Assignment:
Beginning with the line that holds "Query: car wheel", copy each line through the end of the material below, exactly and with no pictures.
┌──
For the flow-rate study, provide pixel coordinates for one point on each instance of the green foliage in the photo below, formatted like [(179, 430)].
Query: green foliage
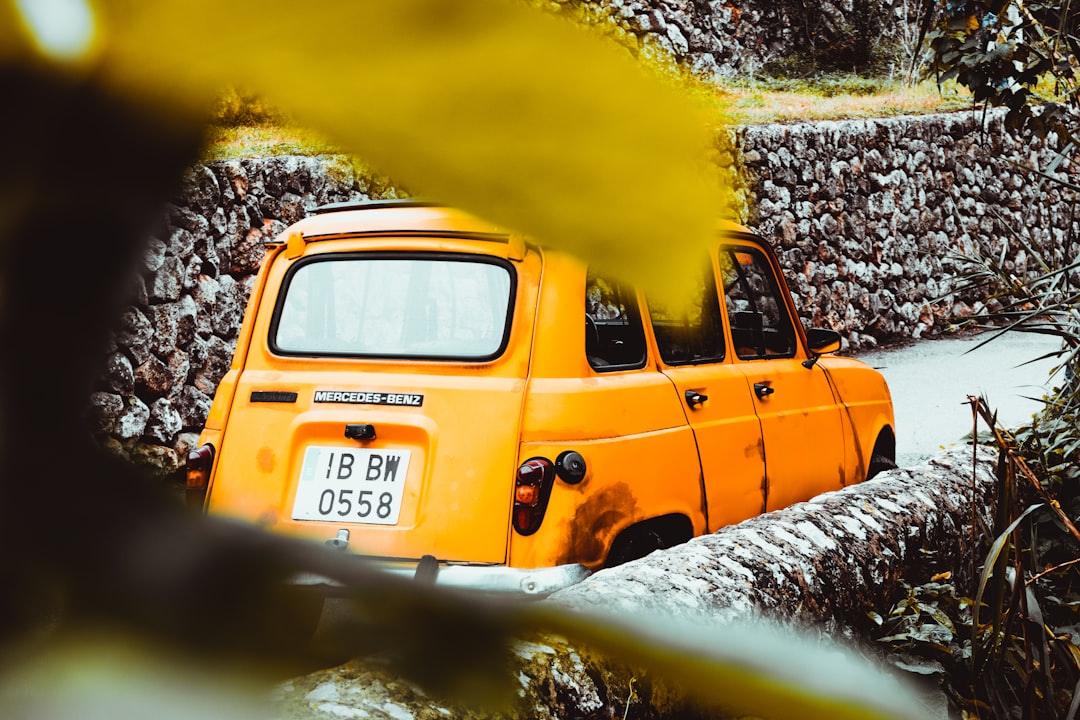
[(238, 109), (1003, 51), (1015, 648)]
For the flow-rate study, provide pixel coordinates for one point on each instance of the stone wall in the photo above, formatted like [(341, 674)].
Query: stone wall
[(865, 216), (869, 216), (737, 38)]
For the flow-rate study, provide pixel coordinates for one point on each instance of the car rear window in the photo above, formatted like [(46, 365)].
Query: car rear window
[(433, 307)]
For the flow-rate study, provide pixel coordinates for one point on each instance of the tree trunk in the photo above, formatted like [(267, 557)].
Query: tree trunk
[(822, 564)]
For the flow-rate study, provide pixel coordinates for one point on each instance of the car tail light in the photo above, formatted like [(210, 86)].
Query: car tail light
[(199, 465), (531, 491)]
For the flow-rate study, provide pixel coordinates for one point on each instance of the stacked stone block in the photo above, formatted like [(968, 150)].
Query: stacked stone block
[(175, 342), (868, 217)]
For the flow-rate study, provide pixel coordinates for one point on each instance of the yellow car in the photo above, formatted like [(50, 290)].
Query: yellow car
[(416, 385)]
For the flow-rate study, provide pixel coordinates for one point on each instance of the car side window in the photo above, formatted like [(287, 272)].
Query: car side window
[(760, 325), (615, 337), (691, 334)]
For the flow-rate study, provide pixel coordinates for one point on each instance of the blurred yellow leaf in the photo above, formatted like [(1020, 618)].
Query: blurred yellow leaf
[(489, 105)]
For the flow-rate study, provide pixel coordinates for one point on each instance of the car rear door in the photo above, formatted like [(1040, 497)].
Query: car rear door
[(381, 396), (801, 423), (714, 394)]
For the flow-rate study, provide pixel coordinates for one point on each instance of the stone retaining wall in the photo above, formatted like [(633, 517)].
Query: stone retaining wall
[(739, 38), (865, 216)]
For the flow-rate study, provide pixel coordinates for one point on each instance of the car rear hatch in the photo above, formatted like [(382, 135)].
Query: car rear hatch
[(381, 394)]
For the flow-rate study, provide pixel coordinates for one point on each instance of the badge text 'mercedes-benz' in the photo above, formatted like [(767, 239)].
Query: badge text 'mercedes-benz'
[(367, 397)]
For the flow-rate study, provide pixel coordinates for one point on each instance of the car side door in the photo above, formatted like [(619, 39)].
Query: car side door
[(801, 423), (694, 355)]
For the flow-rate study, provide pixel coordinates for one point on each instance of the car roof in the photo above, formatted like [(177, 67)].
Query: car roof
[(416, 216)]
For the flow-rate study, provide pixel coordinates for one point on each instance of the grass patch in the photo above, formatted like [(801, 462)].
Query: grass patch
[(834, 98), (746, 102), (264, 140)]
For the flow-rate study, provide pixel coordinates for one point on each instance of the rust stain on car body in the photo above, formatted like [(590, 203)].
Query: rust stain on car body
[(589, 530)]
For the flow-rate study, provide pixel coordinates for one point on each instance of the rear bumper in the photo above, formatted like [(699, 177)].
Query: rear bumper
[(537, 582)]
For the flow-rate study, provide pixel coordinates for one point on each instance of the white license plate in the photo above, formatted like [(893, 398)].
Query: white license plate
[(348, 485)]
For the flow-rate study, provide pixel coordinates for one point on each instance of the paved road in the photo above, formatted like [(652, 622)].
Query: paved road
[(931, 379)]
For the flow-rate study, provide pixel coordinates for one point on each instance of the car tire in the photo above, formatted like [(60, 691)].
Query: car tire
[(879, 463)]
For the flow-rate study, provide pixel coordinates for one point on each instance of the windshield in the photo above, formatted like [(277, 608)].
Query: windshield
[(429, 307)]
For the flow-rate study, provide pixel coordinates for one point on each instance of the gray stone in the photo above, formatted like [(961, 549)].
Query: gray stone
[(187, 314), (104, 410), (199, 187), (193, 406), (166, 324), (247, 255), (177, 365), (153, 256), (186, 219), (181, 243), (132, 421), (119, 375), (229, 308), (135, 329), (164, 422), (185, 444), (152, 378), (218, 355), (157, 461), (167, 282)]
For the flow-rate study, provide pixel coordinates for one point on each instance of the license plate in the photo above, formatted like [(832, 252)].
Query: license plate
[(351, 485)]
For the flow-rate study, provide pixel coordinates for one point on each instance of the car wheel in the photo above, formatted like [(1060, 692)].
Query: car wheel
[(879, 463)]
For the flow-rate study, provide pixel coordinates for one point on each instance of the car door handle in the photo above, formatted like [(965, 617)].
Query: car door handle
[(693, 398)]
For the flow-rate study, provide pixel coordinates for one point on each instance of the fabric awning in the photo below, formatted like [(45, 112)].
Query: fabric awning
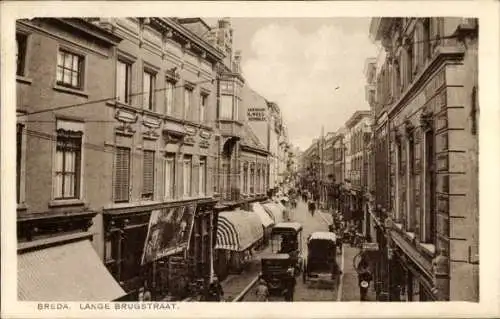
[(238, 230), (275, 210), (261, 212), (69, 272)]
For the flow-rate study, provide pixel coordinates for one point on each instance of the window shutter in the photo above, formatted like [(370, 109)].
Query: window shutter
[(122, 168), (148, 173)]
└──
Task result:
Query: car wheel
[(879, 463)]
For the flow-rate study, provide pixel coordinates for one point on each instance of the car door handle in the photo above, formatted like [(965, 617)].
Query: car door handle
[(693, 398)]
For the flow-rate study, provide pixel coordinates for one point on each instance of the fabric awning in the photo below, formatted like [(45, 112)].
Query: fabric awning
[(238, 230), (275, 210), (261, 212), (69, 272)]
For the flow-rate study, provide pixel coordinates for one point on each instance of the window shutter in the photo above, formatted like [(370, 109)].
Query: window shutter
[(122, 168), (148, 173)]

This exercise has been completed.